═══ Text to read

Studio album by Zebra
- Released: September 1984
- Genre: Hard rock
- Length: 39:00
- Label: Atlantic
- Producer: Jack Douglas

Zebra chronology
| Zebra (1983) | No Tellin' Lies (1984) | 3.V (1986) |

= No Tellin' Lies =

No Tellin' Lies is the second album by New Orleans–based hard rock trio Zebra, released in 1984 by Atlantic Records. The album was a commercial disappointment, peaking at No. 84. However, "Bears" did get some radio airplay on hard rock stations.

The original compact disc version was made in West Germany for the US market in 1984 and is very rare. It was reissued in 2007 as a 2-on-1 CD along with the third Zebra album 3.V, which had been deleted as well. Long out-of-print in single disc form for decades, No Tellin' Lies became available again as a stand-alone CD in 2013, with separate reissues from the UK-based Rock Candy Records and as part of a reissue of the first three Zebra albums in Japan.

══════
═══ Record set

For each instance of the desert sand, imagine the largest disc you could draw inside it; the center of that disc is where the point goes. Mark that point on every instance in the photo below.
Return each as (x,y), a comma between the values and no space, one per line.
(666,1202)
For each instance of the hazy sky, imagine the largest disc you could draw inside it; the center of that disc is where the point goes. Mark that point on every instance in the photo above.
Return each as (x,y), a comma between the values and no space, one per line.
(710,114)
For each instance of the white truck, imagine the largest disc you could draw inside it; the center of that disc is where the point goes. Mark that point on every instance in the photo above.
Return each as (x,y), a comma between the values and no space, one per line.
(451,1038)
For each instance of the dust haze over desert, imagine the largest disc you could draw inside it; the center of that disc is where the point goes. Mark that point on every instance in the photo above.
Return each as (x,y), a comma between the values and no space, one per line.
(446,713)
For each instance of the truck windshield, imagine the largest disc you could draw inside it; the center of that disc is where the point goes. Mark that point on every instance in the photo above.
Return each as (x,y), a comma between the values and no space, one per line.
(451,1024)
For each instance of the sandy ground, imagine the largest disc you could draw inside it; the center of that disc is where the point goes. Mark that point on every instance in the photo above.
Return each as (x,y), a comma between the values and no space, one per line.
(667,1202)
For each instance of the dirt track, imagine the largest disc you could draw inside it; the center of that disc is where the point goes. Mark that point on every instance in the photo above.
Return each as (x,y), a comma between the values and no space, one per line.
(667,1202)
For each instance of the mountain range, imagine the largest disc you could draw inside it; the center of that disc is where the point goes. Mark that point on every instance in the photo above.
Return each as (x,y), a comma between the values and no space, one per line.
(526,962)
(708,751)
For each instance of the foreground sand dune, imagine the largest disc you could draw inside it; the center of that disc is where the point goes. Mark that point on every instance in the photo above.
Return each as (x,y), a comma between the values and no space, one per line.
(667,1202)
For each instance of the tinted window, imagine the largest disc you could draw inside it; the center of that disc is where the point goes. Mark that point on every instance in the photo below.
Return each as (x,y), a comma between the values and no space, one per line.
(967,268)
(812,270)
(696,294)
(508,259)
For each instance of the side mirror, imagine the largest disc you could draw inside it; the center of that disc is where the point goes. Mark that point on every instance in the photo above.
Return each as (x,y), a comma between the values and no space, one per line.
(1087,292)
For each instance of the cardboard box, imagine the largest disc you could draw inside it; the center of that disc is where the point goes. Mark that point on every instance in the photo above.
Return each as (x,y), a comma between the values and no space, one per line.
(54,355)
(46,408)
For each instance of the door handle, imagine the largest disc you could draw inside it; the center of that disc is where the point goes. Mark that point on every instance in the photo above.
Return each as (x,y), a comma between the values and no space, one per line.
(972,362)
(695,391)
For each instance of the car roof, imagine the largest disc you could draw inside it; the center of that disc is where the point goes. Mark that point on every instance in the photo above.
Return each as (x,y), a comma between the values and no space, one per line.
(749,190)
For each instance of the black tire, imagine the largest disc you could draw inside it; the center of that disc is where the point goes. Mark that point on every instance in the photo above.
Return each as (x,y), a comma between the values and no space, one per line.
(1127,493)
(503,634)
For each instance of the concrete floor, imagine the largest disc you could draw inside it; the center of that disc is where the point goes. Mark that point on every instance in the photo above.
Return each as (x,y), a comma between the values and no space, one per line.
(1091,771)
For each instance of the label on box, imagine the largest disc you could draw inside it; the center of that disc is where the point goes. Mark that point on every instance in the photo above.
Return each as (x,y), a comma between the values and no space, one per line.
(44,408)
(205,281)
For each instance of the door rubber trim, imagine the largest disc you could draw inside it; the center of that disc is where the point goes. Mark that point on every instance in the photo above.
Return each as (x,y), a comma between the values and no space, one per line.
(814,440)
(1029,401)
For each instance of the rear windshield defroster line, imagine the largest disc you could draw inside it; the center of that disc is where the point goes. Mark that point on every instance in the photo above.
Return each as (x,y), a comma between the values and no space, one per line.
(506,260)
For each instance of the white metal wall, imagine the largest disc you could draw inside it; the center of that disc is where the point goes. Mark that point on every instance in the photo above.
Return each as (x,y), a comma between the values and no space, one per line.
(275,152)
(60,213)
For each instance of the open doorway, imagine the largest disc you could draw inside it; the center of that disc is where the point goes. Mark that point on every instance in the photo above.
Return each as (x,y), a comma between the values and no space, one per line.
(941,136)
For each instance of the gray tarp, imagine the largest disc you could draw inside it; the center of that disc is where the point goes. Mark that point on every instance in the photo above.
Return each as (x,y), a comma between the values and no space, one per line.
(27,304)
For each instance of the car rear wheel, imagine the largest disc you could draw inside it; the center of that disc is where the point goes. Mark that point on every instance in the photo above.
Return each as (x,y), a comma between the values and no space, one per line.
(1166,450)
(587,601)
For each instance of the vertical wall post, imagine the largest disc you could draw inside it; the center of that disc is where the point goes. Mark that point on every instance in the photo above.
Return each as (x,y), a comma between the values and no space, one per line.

══════

-- Task prompt --
In the text about the album No Tellin' Lies, transcribe the part that opens with the words containing "No Tellin' Lies is" and closes with "albums in Japan.". You can ignore the items; they aren't needed for anything here.

-- Result of the exercise --
No Tellin' Lies is the second album by New Orleans–based hard rock trio Zebra, released in 1984 by Atlantic Records. The album was a commercial disappointment, peaking at No. 84. However, "Bears" did get some radio airplay on hard rock stations.

The original compact disc version was made in West Germany for the US market in 1984 and is very rare. It was reissued in 2007 as a 2-on-1 CD along with the third Zebra album 3.V, which had been deleted as well. Long out-of-print in single disc form for decades, No Tellin' Lies became available again as a stand-alone CD in 2013, with separate reissues from the UK-based Rock Candy Records and as part of a reissue of the first three Zebra albums in Japan.